*Dataset entries*:
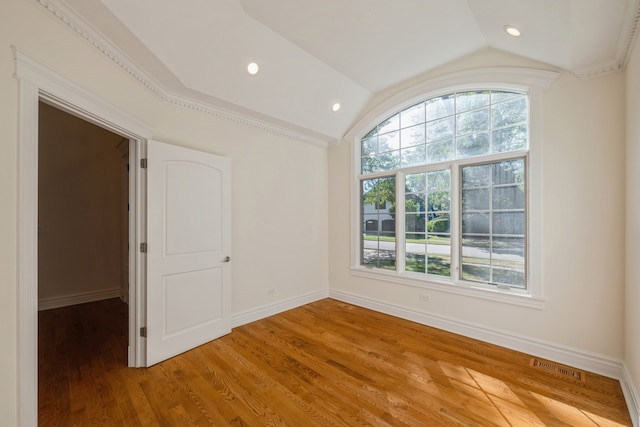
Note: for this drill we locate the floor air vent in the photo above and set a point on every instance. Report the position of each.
(554, 368)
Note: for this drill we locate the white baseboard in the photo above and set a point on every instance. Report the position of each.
(249, 316)
(591, 362)
(80, 298)
(631, 396)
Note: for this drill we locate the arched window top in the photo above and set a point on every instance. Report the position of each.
(448, 127)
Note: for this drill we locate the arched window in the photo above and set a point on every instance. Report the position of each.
(481, 137)
(451, 174)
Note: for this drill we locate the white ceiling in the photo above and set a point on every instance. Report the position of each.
(313, 53)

*Your goal*:
Convert the rows above into a JSON list of strings, one string per line, with blank lines left out and the pictures omitted.

*Written response*:
[
  "Note: for this drill we locate the floor air vent in the photo above and set a point on every instance. Report the position of each.",
  "(554, 368)",
  "Note: for this drill we locate the white baseboard in the photo above and set a point on every instance. Report the position of each.",
  "(249, 316)",
  "(591, 362)",
  "(80, 298)",
  "(631, 396)",
  "Note: for this drill we locate the arched window top in the photo above and set a point on every instance. Report the position of each.",
  "(448, 127)",
  "Note: for this drill we locate the arched window in the photo above and set a point on every instance. Report the position of each.",
  "(481, 137)",
  "(451, 174)",
  "Note: for this drill we locate the white ceiling in the photo above and set a point on every instance. Report the position of each.",
  "(313, 53)"
]